**** INPUT RECORDS ****
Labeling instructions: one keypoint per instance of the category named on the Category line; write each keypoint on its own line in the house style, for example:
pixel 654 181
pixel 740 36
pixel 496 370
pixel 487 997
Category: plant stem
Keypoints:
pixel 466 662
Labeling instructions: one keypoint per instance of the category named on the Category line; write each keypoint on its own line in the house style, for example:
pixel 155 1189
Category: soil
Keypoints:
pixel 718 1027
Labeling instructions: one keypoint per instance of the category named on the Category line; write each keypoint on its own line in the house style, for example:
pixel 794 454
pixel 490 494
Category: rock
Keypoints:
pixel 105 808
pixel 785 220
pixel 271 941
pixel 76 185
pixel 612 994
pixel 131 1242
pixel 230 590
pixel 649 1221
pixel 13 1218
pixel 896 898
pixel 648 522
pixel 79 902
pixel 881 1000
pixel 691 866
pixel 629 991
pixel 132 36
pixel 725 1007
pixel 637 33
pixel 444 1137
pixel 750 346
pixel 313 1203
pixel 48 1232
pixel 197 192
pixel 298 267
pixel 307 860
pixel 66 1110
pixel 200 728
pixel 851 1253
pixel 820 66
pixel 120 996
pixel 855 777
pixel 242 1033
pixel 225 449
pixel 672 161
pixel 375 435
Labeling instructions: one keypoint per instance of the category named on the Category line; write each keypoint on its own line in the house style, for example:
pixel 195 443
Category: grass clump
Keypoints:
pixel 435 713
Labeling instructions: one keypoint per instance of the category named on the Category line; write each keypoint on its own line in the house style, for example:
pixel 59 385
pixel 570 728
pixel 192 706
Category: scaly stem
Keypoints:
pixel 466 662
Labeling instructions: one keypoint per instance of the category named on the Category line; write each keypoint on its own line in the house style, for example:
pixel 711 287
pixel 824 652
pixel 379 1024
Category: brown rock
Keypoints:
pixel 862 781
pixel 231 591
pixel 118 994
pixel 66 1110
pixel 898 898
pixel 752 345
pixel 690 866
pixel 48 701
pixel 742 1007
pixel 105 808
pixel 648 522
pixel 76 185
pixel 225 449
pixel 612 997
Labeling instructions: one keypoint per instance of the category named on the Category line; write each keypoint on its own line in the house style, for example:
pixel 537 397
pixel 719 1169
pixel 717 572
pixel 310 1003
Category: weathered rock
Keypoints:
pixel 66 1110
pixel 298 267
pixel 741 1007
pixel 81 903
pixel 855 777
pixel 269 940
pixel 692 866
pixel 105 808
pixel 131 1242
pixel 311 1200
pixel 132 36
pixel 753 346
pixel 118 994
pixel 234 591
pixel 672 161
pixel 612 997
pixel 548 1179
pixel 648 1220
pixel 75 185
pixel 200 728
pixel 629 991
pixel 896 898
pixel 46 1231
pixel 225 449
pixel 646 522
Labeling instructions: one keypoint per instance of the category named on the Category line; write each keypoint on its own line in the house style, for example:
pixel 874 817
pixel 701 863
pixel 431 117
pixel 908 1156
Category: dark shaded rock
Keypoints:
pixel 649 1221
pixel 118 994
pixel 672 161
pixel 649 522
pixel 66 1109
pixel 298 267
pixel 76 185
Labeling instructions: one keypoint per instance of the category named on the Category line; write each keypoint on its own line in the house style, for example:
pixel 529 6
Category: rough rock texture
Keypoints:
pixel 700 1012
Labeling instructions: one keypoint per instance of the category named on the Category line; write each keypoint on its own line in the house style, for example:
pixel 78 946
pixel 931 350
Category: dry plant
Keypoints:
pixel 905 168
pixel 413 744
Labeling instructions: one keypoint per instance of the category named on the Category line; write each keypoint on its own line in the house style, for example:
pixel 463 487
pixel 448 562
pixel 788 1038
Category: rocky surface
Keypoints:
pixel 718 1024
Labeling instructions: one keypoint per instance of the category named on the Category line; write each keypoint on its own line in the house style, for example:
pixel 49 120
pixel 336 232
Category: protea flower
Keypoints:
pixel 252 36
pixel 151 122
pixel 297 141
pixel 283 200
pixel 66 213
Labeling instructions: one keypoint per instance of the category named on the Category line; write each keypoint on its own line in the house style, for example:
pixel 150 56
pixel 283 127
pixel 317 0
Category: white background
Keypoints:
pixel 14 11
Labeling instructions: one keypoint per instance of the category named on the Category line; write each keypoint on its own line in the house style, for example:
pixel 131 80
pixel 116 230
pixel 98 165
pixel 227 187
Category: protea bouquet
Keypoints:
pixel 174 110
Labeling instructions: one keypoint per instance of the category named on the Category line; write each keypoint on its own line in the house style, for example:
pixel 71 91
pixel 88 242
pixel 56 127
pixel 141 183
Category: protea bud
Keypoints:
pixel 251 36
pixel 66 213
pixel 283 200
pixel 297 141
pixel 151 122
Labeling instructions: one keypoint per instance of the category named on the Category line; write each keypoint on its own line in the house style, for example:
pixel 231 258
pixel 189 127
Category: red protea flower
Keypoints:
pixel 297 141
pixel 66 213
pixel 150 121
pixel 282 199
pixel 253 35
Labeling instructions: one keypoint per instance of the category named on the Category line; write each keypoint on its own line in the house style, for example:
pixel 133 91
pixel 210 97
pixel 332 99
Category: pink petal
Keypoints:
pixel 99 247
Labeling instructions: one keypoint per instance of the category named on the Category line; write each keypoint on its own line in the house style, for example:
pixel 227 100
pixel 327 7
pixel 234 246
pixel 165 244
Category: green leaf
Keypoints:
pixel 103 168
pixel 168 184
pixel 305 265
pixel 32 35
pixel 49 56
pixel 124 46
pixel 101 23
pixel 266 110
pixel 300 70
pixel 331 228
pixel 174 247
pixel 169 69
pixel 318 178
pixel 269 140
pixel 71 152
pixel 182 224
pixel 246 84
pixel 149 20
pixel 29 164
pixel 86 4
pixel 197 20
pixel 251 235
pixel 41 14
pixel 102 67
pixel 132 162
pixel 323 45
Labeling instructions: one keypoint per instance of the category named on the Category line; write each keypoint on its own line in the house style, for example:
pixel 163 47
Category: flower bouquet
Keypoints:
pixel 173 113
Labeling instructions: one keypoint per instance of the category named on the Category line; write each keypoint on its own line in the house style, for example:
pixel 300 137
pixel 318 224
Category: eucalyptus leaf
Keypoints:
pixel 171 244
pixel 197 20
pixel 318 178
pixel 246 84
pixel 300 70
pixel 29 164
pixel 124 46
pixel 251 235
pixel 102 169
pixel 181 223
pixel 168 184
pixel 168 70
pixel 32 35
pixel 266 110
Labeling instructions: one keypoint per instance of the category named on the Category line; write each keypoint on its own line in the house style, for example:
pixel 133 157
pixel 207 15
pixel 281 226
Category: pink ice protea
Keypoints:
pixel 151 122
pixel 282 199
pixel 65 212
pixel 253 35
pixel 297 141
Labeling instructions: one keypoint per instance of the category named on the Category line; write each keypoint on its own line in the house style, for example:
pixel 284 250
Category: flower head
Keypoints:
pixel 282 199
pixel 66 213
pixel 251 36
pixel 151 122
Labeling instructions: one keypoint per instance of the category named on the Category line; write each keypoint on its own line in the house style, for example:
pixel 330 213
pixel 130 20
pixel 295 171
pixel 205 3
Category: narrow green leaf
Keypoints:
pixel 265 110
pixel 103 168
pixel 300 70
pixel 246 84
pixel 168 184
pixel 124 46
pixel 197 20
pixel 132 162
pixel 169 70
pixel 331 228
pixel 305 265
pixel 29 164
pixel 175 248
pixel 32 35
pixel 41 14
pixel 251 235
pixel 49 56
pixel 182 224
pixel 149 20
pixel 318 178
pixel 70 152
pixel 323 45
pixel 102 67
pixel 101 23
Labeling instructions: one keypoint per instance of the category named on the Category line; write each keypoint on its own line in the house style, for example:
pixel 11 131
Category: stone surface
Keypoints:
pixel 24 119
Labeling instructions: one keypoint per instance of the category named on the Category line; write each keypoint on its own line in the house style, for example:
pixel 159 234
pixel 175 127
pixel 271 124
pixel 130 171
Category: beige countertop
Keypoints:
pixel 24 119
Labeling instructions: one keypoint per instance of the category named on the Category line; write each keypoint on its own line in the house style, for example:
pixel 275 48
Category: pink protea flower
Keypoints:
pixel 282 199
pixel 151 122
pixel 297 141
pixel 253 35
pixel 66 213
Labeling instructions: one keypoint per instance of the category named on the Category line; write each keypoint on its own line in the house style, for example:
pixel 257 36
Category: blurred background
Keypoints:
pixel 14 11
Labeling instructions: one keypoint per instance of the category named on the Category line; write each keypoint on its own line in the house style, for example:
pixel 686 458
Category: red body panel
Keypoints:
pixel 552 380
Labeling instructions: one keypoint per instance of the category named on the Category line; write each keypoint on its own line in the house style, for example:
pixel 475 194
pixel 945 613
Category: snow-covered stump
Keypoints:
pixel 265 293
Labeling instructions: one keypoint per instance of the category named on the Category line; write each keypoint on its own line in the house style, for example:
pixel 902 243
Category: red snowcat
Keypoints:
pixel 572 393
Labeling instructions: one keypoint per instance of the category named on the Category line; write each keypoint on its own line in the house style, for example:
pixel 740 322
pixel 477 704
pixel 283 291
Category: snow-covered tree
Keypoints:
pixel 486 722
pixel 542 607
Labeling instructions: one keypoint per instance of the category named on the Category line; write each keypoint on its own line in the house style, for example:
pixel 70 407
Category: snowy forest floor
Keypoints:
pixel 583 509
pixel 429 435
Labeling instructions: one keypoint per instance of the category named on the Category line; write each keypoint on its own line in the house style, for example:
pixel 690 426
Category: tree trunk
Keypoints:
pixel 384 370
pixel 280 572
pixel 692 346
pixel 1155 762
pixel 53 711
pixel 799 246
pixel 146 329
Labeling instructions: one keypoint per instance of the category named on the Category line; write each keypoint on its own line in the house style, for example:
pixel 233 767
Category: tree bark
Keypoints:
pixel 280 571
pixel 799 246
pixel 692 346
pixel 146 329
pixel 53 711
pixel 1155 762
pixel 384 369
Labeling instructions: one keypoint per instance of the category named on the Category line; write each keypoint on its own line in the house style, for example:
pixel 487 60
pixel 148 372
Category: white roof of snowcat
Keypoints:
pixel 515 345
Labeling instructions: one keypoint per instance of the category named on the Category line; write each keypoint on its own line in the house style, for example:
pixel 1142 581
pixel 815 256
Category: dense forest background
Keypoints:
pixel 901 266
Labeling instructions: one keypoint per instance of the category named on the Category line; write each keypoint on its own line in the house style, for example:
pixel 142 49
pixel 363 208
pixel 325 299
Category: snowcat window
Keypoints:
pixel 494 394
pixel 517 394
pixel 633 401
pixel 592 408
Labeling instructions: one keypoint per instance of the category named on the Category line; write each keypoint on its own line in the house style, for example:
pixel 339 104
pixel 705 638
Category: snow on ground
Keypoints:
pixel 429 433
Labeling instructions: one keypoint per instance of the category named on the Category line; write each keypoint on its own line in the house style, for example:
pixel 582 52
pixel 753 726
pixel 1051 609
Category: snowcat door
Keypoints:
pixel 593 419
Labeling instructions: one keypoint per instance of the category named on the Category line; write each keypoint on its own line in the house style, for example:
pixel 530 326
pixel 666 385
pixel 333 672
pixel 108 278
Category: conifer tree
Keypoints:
****
- _WHAT THE TASK ASKS_
Scan the records above for the word "leaf". Copy each line that has it.

- _RESULT_
Category: green leaf
Category: eucalyptus leaf
Category: narrow green leaf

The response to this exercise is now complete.